ASSIGNMENT =
Write out exactly the line containing "Find the vintage" and all lines that come after it in the listing below, through the very last one.

● ● ● ●

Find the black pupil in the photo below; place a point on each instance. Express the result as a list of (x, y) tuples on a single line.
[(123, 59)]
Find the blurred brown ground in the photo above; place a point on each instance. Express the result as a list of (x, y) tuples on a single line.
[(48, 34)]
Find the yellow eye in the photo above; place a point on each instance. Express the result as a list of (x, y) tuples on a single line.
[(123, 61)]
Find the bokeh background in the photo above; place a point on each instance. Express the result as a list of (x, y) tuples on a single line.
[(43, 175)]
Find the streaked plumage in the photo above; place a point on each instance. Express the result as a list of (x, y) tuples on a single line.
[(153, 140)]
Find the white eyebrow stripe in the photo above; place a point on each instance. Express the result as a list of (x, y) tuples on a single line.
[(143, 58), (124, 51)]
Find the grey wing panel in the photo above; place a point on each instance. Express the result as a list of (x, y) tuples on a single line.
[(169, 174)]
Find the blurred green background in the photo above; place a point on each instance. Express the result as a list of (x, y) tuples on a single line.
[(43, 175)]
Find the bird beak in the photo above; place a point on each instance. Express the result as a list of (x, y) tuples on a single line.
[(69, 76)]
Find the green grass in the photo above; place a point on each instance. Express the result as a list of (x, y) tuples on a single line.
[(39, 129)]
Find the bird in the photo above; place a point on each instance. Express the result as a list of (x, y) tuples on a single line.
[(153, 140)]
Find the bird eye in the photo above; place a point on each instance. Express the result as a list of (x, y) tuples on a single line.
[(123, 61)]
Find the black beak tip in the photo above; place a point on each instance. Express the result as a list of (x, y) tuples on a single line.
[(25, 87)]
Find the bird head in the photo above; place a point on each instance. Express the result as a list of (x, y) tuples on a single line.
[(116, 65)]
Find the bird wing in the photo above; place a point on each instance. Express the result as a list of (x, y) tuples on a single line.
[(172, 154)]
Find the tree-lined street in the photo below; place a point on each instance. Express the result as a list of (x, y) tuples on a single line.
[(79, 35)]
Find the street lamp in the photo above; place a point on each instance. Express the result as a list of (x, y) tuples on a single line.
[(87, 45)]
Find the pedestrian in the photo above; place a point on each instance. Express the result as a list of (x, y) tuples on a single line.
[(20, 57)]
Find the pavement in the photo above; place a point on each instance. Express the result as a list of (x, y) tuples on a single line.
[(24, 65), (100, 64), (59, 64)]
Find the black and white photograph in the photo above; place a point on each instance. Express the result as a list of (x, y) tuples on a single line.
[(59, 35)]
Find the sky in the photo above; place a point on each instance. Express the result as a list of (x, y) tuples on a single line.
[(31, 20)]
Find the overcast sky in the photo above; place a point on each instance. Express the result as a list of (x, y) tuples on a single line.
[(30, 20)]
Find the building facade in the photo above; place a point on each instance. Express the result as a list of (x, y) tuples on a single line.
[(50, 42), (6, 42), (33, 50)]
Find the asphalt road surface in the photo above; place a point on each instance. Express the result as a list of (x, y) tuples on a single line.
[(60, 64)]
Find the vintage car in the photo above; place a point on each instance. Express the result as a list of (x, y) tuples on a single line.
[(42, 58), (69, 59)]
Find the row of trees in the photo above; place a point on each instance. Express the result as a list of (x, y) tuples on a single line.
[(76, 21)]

● ● ● ●

RESPONSE AREA =
Find the vintage car in the photo above; place a point on each instance. Express the result as a list of (x, y) tuples on a single line.
[(42, 58), (69, 59)]
Find the row of trees in the photo above; place a point on each instance. Express the result as a list of (x, y) tuples on a single line.
[(76, 21)]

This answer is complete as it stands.